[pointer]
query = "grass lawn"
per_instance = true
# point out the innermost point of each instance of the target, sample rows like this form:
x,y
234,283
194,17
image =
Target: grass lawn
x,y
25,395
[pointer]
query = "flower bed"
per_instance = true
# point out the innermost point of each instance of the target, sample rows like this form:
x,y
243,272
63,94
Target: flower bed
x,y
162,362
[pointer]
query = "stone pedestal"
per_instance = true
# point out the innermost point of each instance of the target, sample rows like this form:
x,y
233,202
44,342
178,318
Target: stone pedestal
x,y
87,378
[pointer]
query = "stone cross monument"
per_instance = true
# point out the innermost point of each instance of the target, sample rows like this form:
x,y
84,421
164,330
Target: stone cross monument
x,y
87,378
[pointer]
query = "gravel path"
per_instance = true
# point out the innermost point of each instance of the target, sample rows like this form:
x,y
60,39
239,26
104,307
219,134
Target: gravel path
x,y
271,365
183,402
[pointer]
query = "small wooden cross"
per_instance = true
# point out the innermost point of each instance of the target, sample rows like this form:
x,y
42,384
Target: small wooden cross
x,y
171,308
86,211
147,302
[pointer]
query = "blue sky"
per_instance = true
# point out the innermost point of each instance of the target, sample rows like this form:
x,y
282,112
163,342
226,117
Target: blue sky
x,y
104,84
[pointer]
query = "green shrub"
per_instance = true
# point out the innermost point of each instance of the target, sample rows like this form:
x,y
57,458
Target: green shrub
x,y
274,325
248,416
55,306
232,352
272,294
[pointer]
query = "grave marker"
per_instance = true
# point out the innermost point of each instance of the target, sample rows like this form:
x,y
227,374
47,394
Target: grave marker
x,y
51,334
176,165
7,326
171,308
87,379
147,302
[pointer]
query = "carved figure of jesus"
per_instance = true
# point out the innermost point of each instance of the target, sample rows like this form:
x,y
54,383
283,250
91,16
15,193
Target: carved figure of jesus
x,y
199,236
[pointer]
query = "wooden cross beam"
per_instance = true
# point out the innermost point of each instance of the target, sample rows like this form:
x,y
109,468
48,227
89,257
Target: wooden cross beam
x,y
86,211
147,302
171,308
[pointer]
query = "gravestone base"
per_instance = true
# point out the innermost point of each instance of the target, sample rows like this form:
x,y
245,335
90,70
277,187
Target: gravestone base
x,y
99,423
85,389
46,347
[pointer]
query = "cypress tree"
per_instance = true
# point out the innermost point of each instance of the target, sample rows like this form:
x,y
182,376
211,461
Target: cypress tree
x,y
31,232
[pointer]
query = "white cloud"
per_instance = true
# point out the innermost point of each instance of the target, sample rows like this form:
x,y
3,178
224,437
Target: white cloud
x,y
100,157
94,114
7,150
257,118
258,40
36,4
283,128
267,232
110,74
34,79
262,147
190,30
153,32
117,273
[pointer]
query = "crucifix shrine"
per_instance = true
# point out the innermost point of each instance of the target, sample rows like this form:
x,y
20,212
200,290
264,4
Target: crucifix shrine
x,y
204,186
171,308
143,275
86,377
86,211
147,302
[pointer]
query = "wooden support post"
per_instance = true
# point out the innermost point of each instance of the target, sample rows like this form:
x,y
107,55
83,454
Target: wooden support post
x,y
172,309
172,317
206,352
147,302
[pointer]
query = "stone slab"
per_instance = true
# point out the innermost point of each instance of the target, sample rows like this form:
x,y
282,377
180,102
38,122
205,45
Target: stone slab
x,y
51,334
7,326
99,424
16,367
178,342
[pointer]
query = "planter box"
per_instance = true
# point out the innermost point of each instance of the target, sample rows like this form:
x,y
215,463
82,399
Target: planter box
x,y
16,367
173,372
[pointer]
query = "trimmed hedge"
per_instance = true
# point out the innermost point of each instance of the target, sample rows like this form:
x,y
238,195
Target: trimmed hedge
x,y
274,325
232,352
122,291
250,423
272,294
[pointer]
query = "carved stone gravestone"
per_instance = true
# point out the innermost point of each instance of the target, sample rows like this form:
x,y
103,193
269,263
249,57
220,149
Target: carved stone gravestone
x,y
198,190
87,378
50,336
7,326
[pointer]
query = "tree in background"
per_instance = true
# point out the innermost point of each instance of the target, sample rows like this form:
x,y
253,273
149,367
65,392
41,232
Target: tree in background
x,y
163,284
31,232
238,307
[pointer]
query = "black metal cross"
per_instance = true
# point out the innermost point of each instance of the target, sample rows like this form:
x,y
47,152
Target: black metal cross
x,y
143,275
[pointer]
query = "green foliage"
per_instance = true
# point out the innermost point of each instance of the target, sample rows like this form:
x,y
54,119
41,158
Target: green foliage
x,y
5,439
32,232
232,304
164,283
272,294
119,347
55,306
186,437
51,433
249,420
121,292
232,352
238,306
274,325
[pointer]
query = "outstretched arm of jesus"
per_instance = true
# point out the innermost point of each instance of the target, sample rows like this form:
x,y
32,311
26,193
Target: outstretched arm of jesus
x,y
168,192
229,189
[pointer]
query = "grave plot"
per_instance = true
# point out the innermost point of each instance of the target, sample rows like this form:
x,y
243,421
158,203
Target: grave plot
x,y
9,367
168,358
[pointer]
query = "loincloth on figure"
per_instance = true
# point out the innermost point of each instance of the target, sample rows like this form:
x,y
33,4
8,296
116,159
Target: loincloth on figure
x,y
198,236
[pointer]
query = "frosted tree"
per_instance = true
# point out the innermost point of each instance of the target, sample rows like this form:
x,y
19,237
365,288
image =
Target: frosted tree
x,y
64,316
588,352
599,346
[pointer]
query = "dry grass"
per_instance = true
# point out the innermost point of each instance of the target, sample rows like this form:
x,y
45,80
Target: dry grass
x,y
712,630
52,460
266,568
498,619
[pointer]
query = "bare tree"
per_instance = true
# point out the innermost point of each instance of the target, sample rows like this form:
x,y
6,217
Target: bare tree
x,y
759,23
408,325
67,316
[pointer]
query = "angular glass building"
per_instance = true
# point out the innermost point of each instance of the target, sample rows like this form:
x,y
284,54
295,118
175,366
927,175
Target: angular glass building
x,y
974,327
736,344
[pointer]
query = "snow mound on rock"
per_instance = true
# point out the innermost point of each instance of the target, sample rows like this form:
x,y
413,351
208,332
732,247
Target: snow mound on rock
· · · · ·
◆ **ASSIGNMENT**
Output every record verbatim.

◆ **RESPONSE TO THIS EXERCISE**
[pointer]
query = "grass lawn"
per_instance = true
# point out the innermost point of each instance of the target, sample rows like this form:
x,y
234,283
194,17
image =
Target: grass lawn
x,y
25,395
[pointer]
query = "flower bed"
per_instance = true
# point out the innermost point of each instance of the target, sample rows like this form:
x,y
243,272
63,94
Target: flower bed
x,y
162,362
[pointer]
query = "stone pedestal"
per_instance = true
# point out the innermost point of each instance of the target, sample rows like this form:
x,y
233,202
44,342
178,318
Target: stone pedestal
x,y
87,378
[pointer]
query = "stone cross monument"
per_instance = true
# point out the innermost point of each instance of the target, sample rows like this form:
x,y
84,421
164,330
Target: stone cross monument
x,y
87,378
[pointer]
query = "gravel path"
per_instance = true
# point out the innermost point of each instance of the target, sample rows like this form:
x,y
60,39
239,26
104,307
219,134
Target: gravel path
x,y
271,365
183,402
[pointer]
query = "small wooden cross"
per_instance = true
# point out the innermost point of each instance of the target, sample rows like this form:
x,y
42,384
Target: small wooden cross
x,y
171,308
86,211
147,302
[pointer]
query = "blue sky"
per_instance = true
# point out the innermost point of each instance of the target, sample rows like this form:
x,y
282,112
163,342
226,117
Target: blue sky
x,y
104,84
[pointer]
query = "green shrub"
per_instance = true
# point out the innermost point of each instance of the target, sample rows like this form:
x,y
57,458
Target: green shrub
x,y
274,325
248,416
55,306
232,352
272,294
[pointer]
query = "grave marker"
per_instance = true
# point out the innermost point of each instance of the target, sample rows like this form:
x,y
227,374
47,394
Target: grave marker
x,y
51,334
176,165
7,326
171,308
87,379
147,302
[pointer]
query = "carved figure of jesus"
per_instance = true
# point out the innermost point of each instance of the target, sample rows like this form:
x,y
54,383
283,250
91,16
15,193
Target: carved figure of jesus
x,y
199,236
[pointer]
query = "wooden cross beam"
per_instance = true
# point out the innermost point of each instance of the target, sample rows like this form:
x,y
109,468
48,227
89,257
Target: wooden cross beam
x,y
86,211
147,302
171,308
[pointer]
query = "gravestone base"
per_instance = true
# point out the innermost point of each instance of the target, sample rows like this form:
x,y
245,335
90,70
277,187
Target: gravestone base
x,y
99,423
85,389
46,347
[pointer]
query = "cypress tree"
per_instance = true
# point out the innermost point of each instance of the target, sample rows like this form:
x,y
182,376
211,461
Target: cypress tree
x,y
31,232
[pointer]
query = "white cloud"
per_instance = true
# point out the innermost point of each instance of the target, sample rows like this form:
x,y
3,178
224,437
Target: white cloud
x,y
100,157
94,114
7,150
257,118
258,40
36,4
283,128
267,232
110,74
34,79
262,147
190,30
153,32
117,273
[pointer]
query = "crucifix shrine"
per_instance = true
# point out the innermost point of each instance of the target, sample rows like this form:
x,y
20,212
200,290
264,4
Target: crucifix shrine
x,y
204,186
171,308
143,275
86,377
86,211
147,302
[pointer]
query = "wooden support post"
per_instance = true
# point out the innermost point of each instance of the target, sample rows like this form:
x,y
107,55
83,454
Target: wooden support post
x,y
172,309
172,317
206,352
147,302
[pointer]
query = "stone slab"
per_instance = true
# point out the innermost point of each instance of the target, sample rows like this form:
x,y
282,377
180,102
38,122
205,45
Target: stone slab
x,y
51,334
7,326
99,424
16,367
178,342
[pointer]
query = "planter box"
per_instance = true
# point out the innermost point of each instance of the target, sample rows like this form:
x,y
215,463
82,399
Target: planter box
x,y
16,367
173,372
[pointer]
query = "trimmed hedge"
per_instance = true
# point out the innermost point of each instance of the target, sample rows like this form:
x,y
238,195
Target: trimmed hedge
x,y
274,325
232,352
122,291
250,423
272,294
[pointer]
query = "carved stone gravestone"
per_instance = true
# point out the innermost point of each instance of the target, sample rows like this form:
x,y
103,193
269,263
249,57
220,149
Target: carved stone gravestone
x,y
198,190
87,378
50,336
7,326
[pointer]
query = "tree in background"
per_instance = true
# point out the innermost point of each instance of the target, sample rows like this form:
x,y
253,273
149,367
65,392
41,232
Target: tree in background
x,y
163,284
31,232
238,307
[pointer]
query = "black metal cross"
per_instance = true
# point out the innermost point of each instance of the target, sample rows like this form:
x,y
47,152
Target: black metal cross
x,y
143,275
[pointer]
query = "green foliage"
per_instance = true
# point out the innermost point of each instance of the target, sample rows like this form:
x,y
54,119
41,158
Target: green foliage
x,y
5,439
32,232
232,304
164,283
272,294
119,347
55,306
186,437
51,433
249,420
121,292
232,352
238,306
274,325
[pointer]
query = "outstretched arm of jesus"
per_instance = true
# point out the innermost point of each instance of the target, sample rows like this form:
x,y
32,311
26,193
Target: outstretched arm of jesus
x,y
168,192
229,189
[pointer]
query = "grave plot"
per_instance = true
# point out the innermost point of each instance of the target, sample rows like this form:
x,y
243,421
158,203
Target: grave plot
x,y
9,367
168,358
[pointer]
query = "loincloth on figure"
per_instance = true
# point out the innermost point of each instance of the target, sample rows like this form:
x,y
33,4
8,296
116,159
Target: loincloth on figure
x,y
198,236
[pointer]
query = "frosted tree"
per_instance = true
# point out the innermost point of each instance of the target, sample rows like this form:
x,y
19,237
365,288
image =
Target: frosted tree
x,y
64,316
588,352
599,346
[pointer]
query = "dry grass"
per_instance = true
# point out the innermost point of each instance of the target, sample rows like this form:
x,y
45,80
Target: dry grass
x,y
712,630
52,460
266,568
498,619
[pointer]
query = "bare tree"
per_instance = true
# point out the innermost point of each instance of the target, sample rows like this form:
x,y
6,217
Target: bare tree
x,y
759,23
408,325
67,316
[pointer]
query = "angular glass building"
per_instance = true
# point out the innermost point of each instance of the target, sample rows like this form:
x,y
284,54
295,118
175,366
927,175
Target: angular glass building
x,y
974,327
736,344
[pointer]
query = "snow mound on rock"
per_instance = true
# point out the innermost point of each instance of the target, sample rows like this form:
x,y
413,351
208,332
732,247
Target: snow mound on rock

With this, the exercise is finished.